----- EXTRAIT PRÉSENTÉ

Le refuge a récemment utilisé des fonds de l’initiative de recyclage pour sauver un chat tigré gravement blessé trouvé près du Parc La Fontaine. Désormais nommé « Bouteille », ce félin en convalescence est devenu la mascotte officieuse de la campagne de nettoyage.
« Les gens sont touchés par les histoires, » explique Marianne. « Quand les bénévoles voient exactement comment leur travail se traduit en soins pour des animaux comme Bouteille, cela crée une motivation puissante. »
Les commerces locaux ont remarqué l’initiative. Le Café Olimpico et plusieurs autres établissements du Mile End conservent maintenant leurs recyclables spécifiquement pour les collectes du samedi de Marianne. La microbrasserie Messorem Bracitorium de Saint-Henri donne toutes les consignes de bouteilles provenant de leur salle de dégustation.
« Nous produisons beaucoup de contenants vides, » explique le brasseur Thomas Schweitzer. « Savoir qu’ils aident les animaux locaux tout en réduisant les déchets a parfaitement du sens pour nous et nos clients. »
L’initiative n’a pas été sans défis. Marianne a d’abord fait face au scepticisme de certains résidents inquiets de la voir collecter dans les bacs publics. L’arrondissement du Plateau Mont-Royal a résolu ce problème en lui fournissant un permis spécial et une veste d’uniforme distinctive qui identifie son rôle officiel dans la communauté.
« Maintenant les gens me saluent et parfois même m’applaudissent, » rit-elle. « Mes voisins pensaient que j’étais juste la folle qui fouillait dans le recyclage. Maintenant, ils gardent leurs bouteilles pour moi. »
La mairesse de Montréal, Valérie Plante, a récemment mis en avant ce programme lors d’une réunion du conseil sur les initiatives environnementales communautaires. « C’est exactement le genre d’action citoyenne qui rend notre ville spéciale, » a-t-elle noté. « Cela montre comment la responsabilité environnementale et l’entraide communautaire peuvent fonctionner ensemble. »
Ce succès a inspiré des efforts similaires à Verdun et NDG, où les résidents ont adapté le modèle de Marianne pour soutenir d’autres causes locales.

----------
----- DONNÉES FOURNIES

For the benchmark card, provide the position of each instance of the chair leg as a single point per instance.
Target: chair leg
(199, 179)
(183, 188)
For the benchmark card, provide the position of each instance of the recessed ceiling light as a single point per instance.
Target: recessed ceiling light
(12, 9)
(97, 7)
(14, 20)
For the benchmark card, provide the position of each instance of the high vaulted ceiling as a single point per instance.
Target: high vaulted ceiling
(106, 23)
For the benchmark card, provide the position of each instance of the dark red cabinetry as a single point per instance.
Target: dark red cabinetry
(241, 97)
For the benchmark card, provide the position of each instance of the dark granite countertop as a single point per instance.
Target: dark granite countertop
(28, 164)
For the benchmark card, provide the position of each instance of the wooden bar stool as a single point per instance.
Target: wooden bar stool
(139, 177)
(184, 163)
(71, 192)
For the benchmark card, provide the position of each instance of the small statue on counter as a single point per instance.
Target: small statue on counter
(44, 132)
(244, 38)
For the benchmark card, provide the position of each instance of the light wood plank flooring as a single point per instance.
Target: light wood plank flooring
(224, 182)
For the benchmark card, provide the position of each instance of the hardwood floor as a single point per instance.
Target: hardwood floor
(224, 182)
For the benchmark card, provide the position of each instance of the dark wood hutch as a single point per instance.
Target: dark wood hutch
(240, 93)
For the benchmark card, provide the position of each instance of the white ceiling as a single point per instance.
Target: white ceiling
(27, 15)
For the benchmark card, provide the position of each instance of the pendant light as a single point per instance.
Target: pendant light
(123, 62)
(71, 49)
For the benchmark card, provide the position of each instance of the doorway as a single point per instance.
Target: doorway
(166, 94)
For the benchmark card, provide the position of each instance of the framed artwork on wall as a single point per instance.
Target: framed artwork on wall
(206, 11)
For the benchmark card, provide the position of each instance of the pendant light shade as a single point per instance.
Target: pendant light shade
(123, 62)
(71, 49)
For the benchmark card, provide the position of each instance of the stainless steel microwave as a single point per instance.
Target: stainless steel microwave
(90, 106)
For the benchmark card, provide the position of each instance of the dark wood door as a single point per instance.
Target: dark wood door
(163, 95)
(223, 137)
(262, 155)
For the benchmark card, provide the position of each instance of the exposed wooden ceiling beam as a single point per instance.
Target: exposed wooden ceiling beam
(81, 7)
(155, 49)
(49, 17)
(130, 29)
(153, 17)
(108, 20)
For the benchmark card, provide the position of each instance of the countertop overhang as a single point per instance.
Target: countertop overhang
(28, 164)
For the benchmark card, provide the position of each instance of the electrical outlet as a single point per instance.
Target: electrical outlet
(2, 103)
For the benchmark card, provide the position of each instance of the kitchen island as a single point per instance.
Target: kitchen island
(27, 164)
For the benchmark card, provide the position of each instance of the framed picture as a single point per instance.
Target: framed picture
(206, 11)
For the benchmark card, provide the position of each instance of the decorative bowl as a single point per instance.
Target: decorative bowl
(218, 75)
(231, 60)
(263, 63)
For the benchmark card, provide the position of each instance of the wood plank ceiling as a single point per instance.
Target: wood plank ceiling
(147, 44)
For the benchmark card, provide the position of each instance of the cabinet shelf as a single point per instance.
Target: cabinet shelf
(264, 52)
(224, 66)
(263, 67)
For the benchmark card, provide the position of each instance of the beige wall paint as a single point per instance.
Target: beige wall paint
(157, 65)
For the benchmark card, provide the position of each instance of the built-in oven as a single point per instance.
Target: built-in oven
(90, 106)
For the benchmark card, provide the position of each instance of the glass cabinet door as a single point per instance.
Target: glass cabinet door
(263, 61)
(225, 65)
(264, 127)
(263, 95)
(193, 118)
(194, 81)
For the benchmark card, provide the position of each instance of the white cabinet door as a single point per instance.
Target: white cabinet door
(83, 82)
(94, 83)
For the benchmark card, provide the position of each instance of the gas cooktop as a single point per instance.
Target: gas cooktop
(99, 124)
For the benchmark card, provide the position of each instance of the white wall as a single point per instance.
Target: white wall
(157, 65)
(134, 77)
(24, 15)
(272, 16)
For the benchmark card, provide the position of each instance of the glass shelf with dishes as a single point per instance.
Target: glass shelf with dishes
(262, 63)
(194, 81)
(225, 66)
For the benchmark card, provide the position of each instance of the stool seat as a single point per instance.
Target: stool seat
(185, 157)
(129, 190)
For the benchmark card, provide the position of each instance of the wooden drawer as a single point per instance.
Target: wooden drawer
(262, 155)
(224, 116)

----------

* CONSIGNES DES EXERCICES
(A) Résumez en deux phrases l'extrait sur l'initiative de recyclage.
(B) Reproduisez tel quel tout le passage de l'extrait qui va de « Les commerces locaux » jusqu'à « salle de dégustation. ».
Les lignes ne jouent aucun rôle dans cet exercice.

* CORRIGÉ DES EXERCICES
(A) Le refuge a utilisé des fonds de l'initiative de recyclage de Marianne pour sauver un chat tigré blessé, Bouteille, et des commerces du Mile End et de Saint-Henri soutiennent maintenant ses collectes. D'abord accueillie avec scepticisme, l'initiative a été réglée par un permis et une veste d'uniforme de l'arrondissement, puis saluée par la mairesse Valérie Plante, et elle a inspiré des efforts similaires à Verdun et NDG.

(B)
Les commerces locaux ont remarqué l’initiative. Le Café Olimpico et plusieurs autres établissements du Mile End conservent maintenant leurs recyclables spécifiquement pour les collectes du samedi de Marianne. La microbrasserie Messorem Bracitorium de Saint-Henri donne toutes les consignes de bouteilles provenant de leur salle de dégustation.